**QUOTED PASSAGE**

Polymer electrolyte membrane water electrolysis (PEMWE) requires highly purified water (resistivity ≥ 1 MOhm·cm). If the electrolyzer is fed with water of poor quality, both the lifetime and the performance are reduced. [1] Mainly cationic species cause several degradation effects in the membrane and the catalyst layer of the cell. Within the membrane, protons are exchanged by the cations, leading to a reduced ionic conductivity. Further, according to Fenton's reaction, some transition metal cations catalyze the formation of radicals attacking the membrane structure. [2] Additionally, the catalyst layer is occupied with cations, which causes a reduced electrochemical surface area. [3] For offshore applications of PEMWE, the feed water is generated by the purification of seawater, which contains a high amount of impurities such as calcium and magnesium. [4, 5] This purified seawater nevertheless contains some impurities [4] and as soon as the purification process is erroneous, the PEMWE is contaminated with the cations. For that reason, the scope of this contribution is to find a threshold value of a magnesium and calcium contamination in the water supply of a PEM water electrolysis cell, which affects the cell performance and lifetime to a tolerable extent.

To do so, electrolysis cells equipped with commercially available catalyst coated membranes (CCM) are contaminated with magnesium and calcium solutions of different concentrations and operated for up to 100 h. The actual performance of a cell is measured by polarization curve and electrochemical impedance spectroscopy every 25 h. In order to get deeper insights into the degradation phenomena, several in- and ex-situ characterization techniques are used. The investigation contains ion chromatography (IC), inductive coupled plasma mass spectroscopy (ICP-MS), mass spectrometry (MS) and thermo-gravimetric analysis (TGA).

**WHAT THE EXERCISE ASKS**
Condense the paragraph of the water electrolysis text that begins "To do so, electrolysis cells" into a short list that keeps its main facts.

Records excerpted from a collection
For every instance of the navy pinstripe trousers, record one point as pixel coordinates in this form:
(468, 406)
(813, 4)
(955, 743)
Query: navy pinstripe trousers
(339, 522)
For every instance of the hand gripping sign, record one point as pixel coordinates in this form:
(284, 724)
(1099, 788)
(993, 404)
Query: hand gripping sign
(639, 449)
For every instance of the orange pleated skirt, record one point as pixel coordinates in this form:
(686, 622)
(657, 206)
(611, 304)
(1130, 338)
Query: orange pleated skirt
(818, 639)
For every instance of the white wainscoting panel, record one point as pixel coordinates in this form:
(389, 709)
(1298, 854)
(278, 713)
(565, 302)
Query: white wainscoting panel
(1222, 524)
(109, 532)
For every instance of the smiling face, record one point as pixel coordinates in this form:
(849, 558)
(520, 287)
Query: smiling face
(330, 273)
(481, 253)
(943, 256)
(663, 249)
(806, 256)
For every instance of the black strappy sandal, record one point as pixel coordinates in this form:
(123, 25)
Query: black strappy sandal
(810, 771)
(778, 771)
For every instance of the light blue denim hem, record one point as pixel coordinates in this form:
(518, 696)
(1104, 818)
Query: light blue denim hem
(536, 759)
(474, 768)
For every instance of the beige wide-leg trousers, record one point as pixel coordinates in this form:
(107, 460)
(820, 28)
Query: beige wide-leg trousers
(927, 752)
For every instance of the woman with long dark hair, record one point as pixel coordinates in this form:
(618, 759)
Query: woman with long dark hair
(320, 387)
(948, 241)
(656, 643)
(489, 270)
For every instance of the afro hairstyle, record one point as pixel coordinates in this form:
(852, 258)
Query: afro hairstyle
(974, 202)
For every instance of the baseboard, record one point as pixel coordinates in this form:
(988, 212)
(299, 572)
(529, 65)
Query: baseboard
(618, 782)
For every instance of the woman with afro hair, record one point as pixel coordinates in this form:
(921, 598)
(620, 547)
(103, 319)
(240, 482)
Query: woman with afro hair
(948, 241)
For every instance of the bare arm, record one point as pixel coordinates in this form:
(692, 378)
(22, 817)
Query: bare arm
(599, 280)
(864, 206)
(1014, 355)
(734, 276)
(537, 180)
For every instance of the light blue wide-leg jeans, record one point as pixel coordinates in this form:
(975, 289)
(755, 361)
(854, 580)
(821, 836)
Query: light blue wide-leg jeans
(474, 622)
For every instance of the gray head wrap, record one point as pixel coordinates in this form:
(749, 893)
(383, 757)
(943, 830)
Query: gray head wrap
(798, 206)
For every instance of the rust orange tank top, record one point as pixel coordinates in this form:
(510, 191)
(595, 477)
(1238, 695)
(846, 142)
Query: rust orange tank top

**FINISHED EXERCISE**
- Electrolysis cells with commercially available catalyst coated membranes (CCM) are contaminated with magnesium and calcium solutions of different concentrations and operated for up to 100 h.
- Cell performance is measured every 25 h by polarization curve and electrochemical impedance spectroscopy.
- To study the degradation phenomena, several in- and ex-situ techniques are used: ion chromatography (IC), inductive coupled plasma mass spectroscopy (ICP-MS), mass spectrometry (MS) and thermo-gravimetric analysis (TGA).